_Work request_. Please state how many lines below include the word "instance"; the reply should be the number only.
### Record set
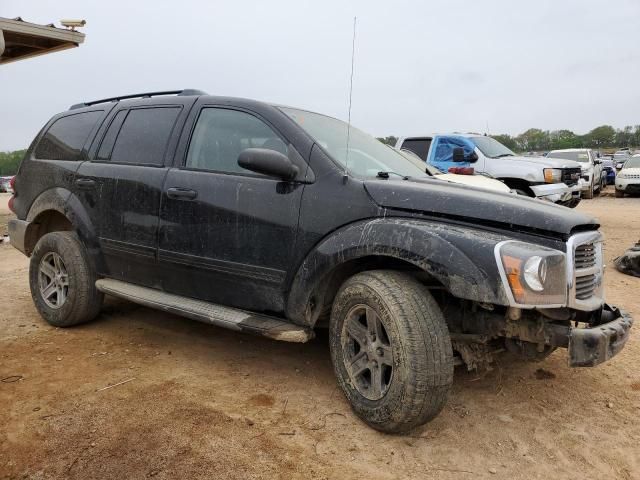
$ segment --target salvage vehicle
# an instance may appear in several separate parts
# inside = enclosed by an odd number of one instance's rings
[[[396,148],[411,150],[443,171],[472,166],[524,196],[571,208],[580,202],[581,169],[572,160],[516,155],[496,139],[475,133],[401,137]]]
[[[631,157],[616,175],[616,197],[640,193],[640,157]]]
[[[551,150],[547,158],[575,160],[580,164],[580,191],[582,197],[593,198],[602,192],[607,183],[606,172],[602,169],[602,160],[596,152],[590,148],[566,148],[563,150]]]
[[[107,294],[276,340],[328,328],[344,395],[385,432],[438,415],[454,363],[566,348],[594,366],[632,324],[605,303],[594,218],[432,178],[301,109],[197,90],[77,104],[14,187],[11,243],[51,325]]]
[[[419,169],[424,170],[425,173],[438,180],[445,182],[459,183],[462,185],[469,185],[476,188],[482,188],[487,190],[493,190],[495,192],[510,193],[512,190],[507,187],[503,182],[491,178],[487,175],[475,175],[473,168],[468,167],[450,167],[447,173],[441,172],[435,167],[428,165],[422,161],[418,155],[411,150],[398,150],[402,156],[404,156],[410,162],[413,162]],[[453,173],[457,172],[457,173]],[[515,193],[515,192],[514,192]]]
######
_Result of the exercise_. 2